▶ [STATED TASK]: Every line of the material below must be repeated exactly.

* Start *

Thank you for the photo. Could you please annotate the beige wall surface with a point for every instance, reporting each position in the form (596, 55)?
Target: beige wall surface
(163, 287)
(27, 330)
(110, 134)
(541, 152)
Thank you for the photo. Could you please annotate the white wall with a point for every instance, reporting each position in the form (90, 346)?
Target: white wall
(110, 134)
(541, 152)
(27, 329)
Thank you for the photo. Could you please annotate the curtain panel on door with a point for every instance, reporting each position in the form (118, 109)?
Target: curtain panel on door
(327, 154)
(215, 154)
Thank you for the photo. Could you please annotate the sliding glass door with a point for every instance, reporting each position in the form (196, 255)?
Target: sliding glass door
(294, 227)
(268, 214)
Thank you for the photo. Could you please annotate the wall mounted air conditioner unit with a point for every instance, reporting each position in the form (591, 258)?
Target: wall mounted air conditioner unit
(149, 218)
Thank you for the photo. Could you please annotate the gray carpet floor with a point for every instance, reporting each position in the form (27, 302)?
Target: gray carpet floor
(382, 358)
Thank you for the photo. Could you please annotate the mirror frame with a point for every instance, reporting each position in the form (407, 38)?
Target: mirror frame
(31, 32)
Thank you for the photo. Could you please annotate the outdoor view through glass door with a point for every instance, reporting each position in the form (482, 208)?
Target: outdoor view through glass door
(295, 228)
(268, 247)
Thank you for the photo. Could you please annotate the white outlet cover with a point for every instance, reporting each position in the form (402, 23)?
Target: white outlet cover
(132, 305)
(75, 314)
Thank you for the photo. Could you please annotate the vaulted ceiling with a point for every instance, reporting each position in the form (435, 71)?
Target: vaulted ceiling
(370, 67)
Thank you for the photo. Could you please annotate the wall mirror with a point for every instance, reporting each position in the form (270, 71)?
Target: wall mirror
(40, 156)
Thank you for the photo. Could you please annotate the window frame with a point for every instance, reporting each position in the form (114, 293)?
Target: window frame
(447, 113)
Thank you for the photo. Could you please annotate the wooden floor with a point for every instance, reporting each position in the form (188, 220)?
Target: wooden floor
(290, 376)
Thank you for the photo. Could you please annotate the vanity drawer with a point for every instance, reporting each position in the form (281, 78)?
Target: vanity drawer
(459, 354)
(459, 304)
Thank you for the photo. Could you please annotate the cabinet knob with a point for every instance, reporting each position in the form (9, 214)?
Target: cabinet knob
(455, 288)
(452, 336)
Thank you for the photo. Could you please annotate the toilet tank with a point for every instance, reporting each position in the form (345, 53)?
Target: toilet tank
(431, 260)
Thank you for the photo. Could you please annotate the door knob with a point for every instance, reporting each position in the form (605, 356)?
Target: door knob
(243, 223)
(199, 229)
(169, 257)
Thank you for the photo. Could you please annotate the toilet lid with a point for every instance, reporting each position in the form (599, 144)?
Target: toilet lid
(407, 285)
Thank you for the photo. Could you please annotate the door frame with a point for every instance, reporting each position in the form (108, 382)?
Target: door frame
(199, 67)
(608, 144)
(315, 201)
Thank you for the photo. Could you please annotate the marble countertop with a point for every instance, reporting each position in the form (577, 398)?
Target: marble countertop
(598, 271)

* End *

▶ [CORRECT RESPONSE]:
Thank you for the photo. Could you please annotate the beige wall surface with a point for every instance, reporting each position in the form (596, 55)?
Target: beige wall surface
(163, 287)
(27, 330)
(110, 134)
(541, 152)
Thank you for the photo. Could you please annotate the white wall with a point for every instance, reporting each position in the form (90, 346)?
Target: white wall
(110, 134)
(541, 152)
(27, 329)
Thank you for the photo. Could you please annotate the curtain panel on door with a point for every instance, reporting each position in the form (118, 109)?
Target: curtain panel on door
(327, 154)
(215, 154)
Thank you for the photo. Could you please annotate the sliding glass door with a point for every instance, reporting each position in the form (196, 255)?
Target: sliding glass door
(294, 227)
(268, 214)
Thank you for the photo. Could you please annotate the wall mounted air conditioner unit with a point for every instance, reporting each position in the form (591, 258)?
Target: wall mounted air conditioner unit
(149, 218)
Thank you for the photo. Could you please annotate the gray carpet floor with a point for every instance, reporting each position in the form (27, 302)?
Target: gray carpet floor
(382, 358)
Thank you for the photo. Could you please annotate the mirror frame with a point for every instance, reporting each position in the form (407, 38)?
Target: mirror frame
(31, 32)
Thank you for the photo. Could you please annotate the outdoor view through glass door with a point for every instance, reporting each position in the form (482, 208)?
Target: outdoor view through glass door
(295, 228)
(268, 247)
Thank you for the photo. Could you please annotate the white outlet cover with a point for every instance, reporting each position in the form (402, 23)?
Target: white outlet cover
(132, 305)
(75, 314)
Thank you for the photo. Could you please annotate the vaulted ceiling with a point for every instance, reporting each position in the form (435, 71)?
Target: vaulted ceiling
(370, 67)
Thank you for the photo. Could you please annotate the wall mirror with a point for every instance, reporting each position in the form (270, 71)?
Target: wall mirror
(40, 156)
Thank you for the photo. Could you please annotate the window frame with a point for every instance, reporting each position in the form (114, 293)?
Target: window frame
(447, 113)
Thank you for the photo. Could you please annotate the wooden floor with a point for every instance, reporting each position in the form (188, 220)?
Target: wooden floor
(290, 376)
Thank you for the photo. Could you please annotate the vanity drawer with a point for every instance, reporting each position in the form (281, 78)?
Target: vanity drawer
(459, 354)
(459, 304)
Thank you for the photo. Could you please annotate the cabinet knob with a point for every instance, reporting each position in the form (9, 214)?
Target: cabinet knob
(455, 288)
(452, 336)
Thank you for the photo. Could you please annotate the toilet tank with a point for every instance, reporting each position in the form (345, 53)?
Target: toilet tank
(431, 260)
Thank you for the photo. Could you please annotate the door knob with a point for every instance, reporting each position in the form (605, 356)?
Target: door knob
(243, 223)
(199, 229)
(169, 257)
Thank you for the photo. Could you please annotate the toilet lid with a point for every instance, reporting each position in the form (599, 144)?
Target: toilet lid
(407, 285)
Thank you for the photo. Could you please annotate the door frame with a point for every instance, reporting each position in the form (108, 382)?
Target: door frame
(199, 67)
(608, 144)
(315, 201)
Thank you for the photo. Could you please annotate the marble countertop with a point for every instance, reporting each position in the form (577, 398)?
Target: marble countertop
(598, 271)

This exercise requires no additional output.